PROVIDED PASSAGE.
# # # # # # #

The bill also requires a permanency plan to be prepared within 60 days after a child
was first removed from his or her home.
A permanency plan must describe, among other things, the services that were
provided to prevent the placement of the child outside the home, the services that
have been and will be provided to make it possible for the child to return safely to the
home, and the conditions, if any, upon which the child will be returned to the home.
This bill requires the permanency plan to include certain additional information
including the goal or goals of the permanency plan, with those goals being return of
the child to the home or placement of the child for adoption, with a guardian, in the
home of a relative, or in some other alternative permanent placement, in that order
of preference. If a goal of the permanency plan is any goal other than return of the
child to the home, the permanency plan must include the rationale for deciding on
that goal and, if the goal of the permanency plan is some other alternative permanent
placement, the permanency plan must document a compelling reason for not
pursuing return of the child to the home or placement of the child for adoption, with
a guardian, or with a relative.

# # # # # # #

LIST OF TASKS.
A: In the bill summary, please copy the part starting at "This bill requires" and ending at "with a relative.", substituting "family member" for "relative".
B: According to the bill summary, how soon after a child is first removed from home must a permanency plan be prepared?

RECORDS SUPPLIED.
# # # # # # #

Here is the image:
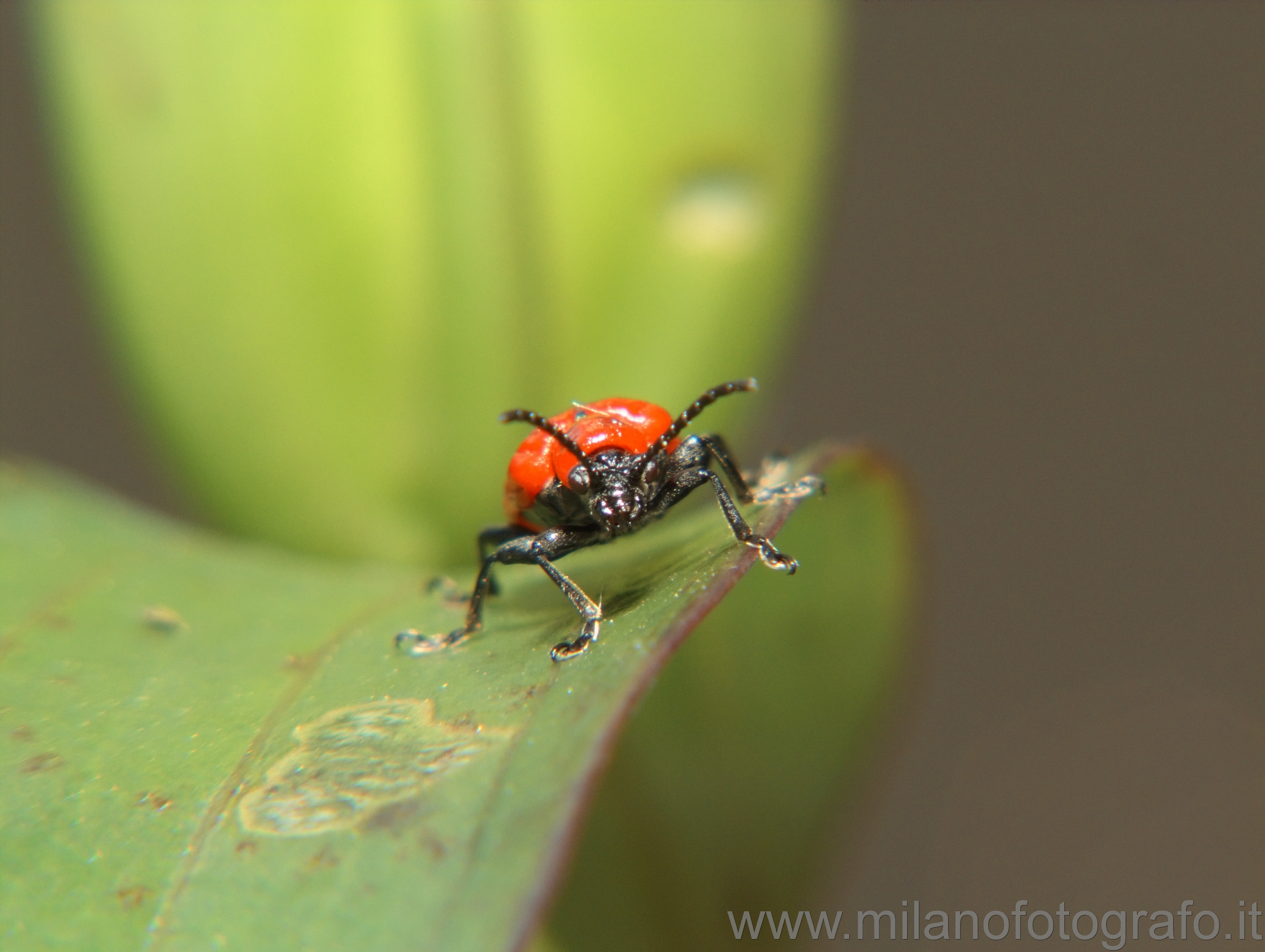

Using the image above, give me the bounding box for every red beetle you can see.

# # # # # # #

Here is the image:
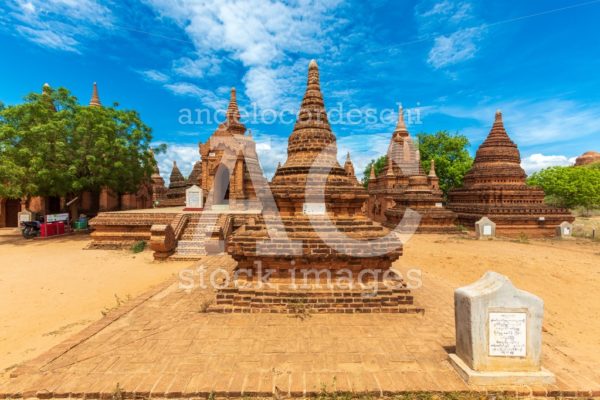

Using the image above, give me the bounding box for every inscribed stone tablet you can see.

# # # # # # #

SOLUTION LIST.
A:
This bill requires the permanency plan to include certain additional information
including the goal or goals of the permanency plan, with those goals being return of
the child to the home or placement of the child for adoption, with a guardian, in the
home of a family member, or in some other alternative permanent placement, in that order
of preference. If a goal of the permanency plan is any goal other than return of the
child to the home, the permanency plan must include the rationale for deciding on
that goal and, if the goal of the permanency plan is some other alternative permanent
placement, the permanency plan must document a compelling reason for not
pursuing return of the child to the home or placement of the child for adoption, with
a guardian, or with a family member.

B: Within 60 days.